Aufgabenstellung — Übertrage den Satz „Der wichtigste Seitengang ist das Schulterherein.“ aus dem Text über die Handarbeit mit Pferden ins Englische.

Ausgewählter Auszug —

Die klassische Handarbeit ist eine sinnvolle Gymnastizierung für Pferde. Sie ist nicht nur eine gute Vorbereitung für neue Lektionen, sondern sorgt vor allen Dingen für Abwechslung und Spaß während der Wintermonate. Schritt für Schritt wollen wir euch den Weg bis zur Piaffe an der Hand zeigen. Viel Spaß mit Julia und Corday bei Teil 2, in dem euch erklärt wird, wie ihr mit euren Pferden vom Schulterherein bis zum Travers-Renvers kommt.
„Auch die Seitengänge lassen sich besonders gut an der Hand erarbeiten. Der Reiter bekommt einen ganz neuen Blickwinkel über die Seitengänge und kann so besser nachvollziehen, wie diese auszuführen sind. Seitengänge haben einen hohen gymnastischen Effekt, denn sie richten gerade und führen zur Versammlung.
Schulterherein ist der wichtigste Seitengang
Der wichtigste Seitengang ist das Schulterherein. Schulterherein ist eine versammelnde Lektion. Die versammelnde Wirkung liegt darin, dass das innere Hinterbein möglichst exakt unter den Schwerpunkt des Pferdes fußt. Korrekt wird das Schulterherein auf drei Hufschlägen ausgeführt. Es gibt aber auch die Variante, das Pferd auf vier Hufschlägen gehen zu lassen, dann ist das Pferd etwas stärker abgestellt. Das äußere Vorderbein und das innere Hinterbein fußen so nicht mehr in einer Linie, sondern aneinander vorbei. Das Schulterherein beginne ich an der langen Seite entlang der Bande.
Dazu frage ich nach der Ecke vom Pferd etwas mehr Stellung ab und führe so schon ein leichtes Schultervor aus. Das Schultervor lässt sich leicht in ein Schulterherein entwickeln. Dazu frage ich noch mehr Stellung ab und pariere das Pferd am äußeren Zügel ab. Dadurch kommt die Vorhand etwas nach innen, gleichzeitig bleibt die Hinterhand aber außen. Ich stelle das Pferd soweit ab, wie ich eine Volte einleiten würde. Auch hier gilt wieder erst nur wenige Schritte verlangen und anschließend erweitern. Wenn an der langen Seite das Schulterherein sicher klappt, könnt ihr es auch auf großen gebogenen Linien ausführen.
Übertreten mobilisiert den ganzen Pferdekörper
Eine weitere Übung ist das Übertreten. Keine andere Übung gymnastiziert Rücken, Hinterhand und Bauchmuskeln besser als diese. Sie mobilisiert den gesamten Pferdekörper und fordert das Pferd auf, seine Hanken zu beugen. Es lernt die Hinterbeine nach oben anzuwinkeln und zu übertreten. Jedes einzelne Beinpaar wird auf diese Weise geschmeidig gemacht. Auch die Bauchmuskulatur wird stark gefordert. Die Übung ist mit unseren „Sit up´s“ zu vergleichen.

Gespeicherte Daten —
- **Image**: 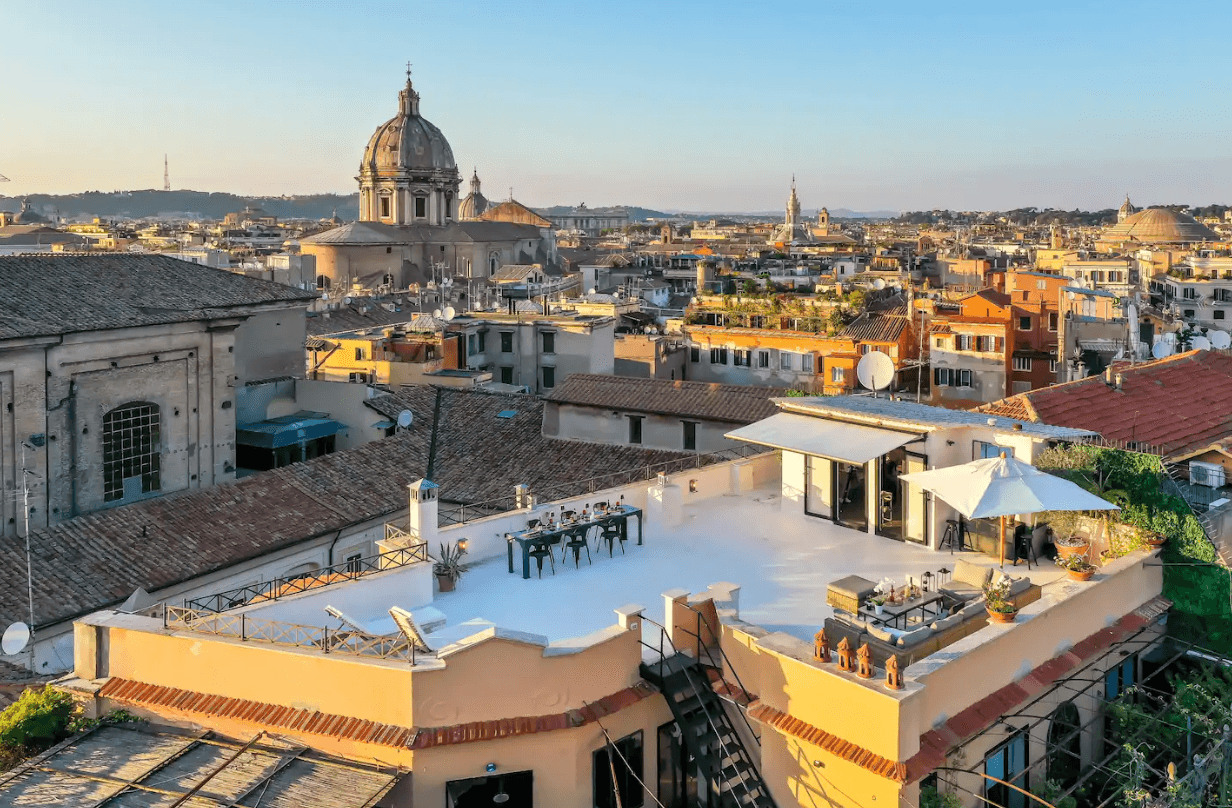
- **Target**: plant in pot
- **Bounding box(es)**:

Lösung der Aufgabe — The most important lateral movement is the shoulder-in.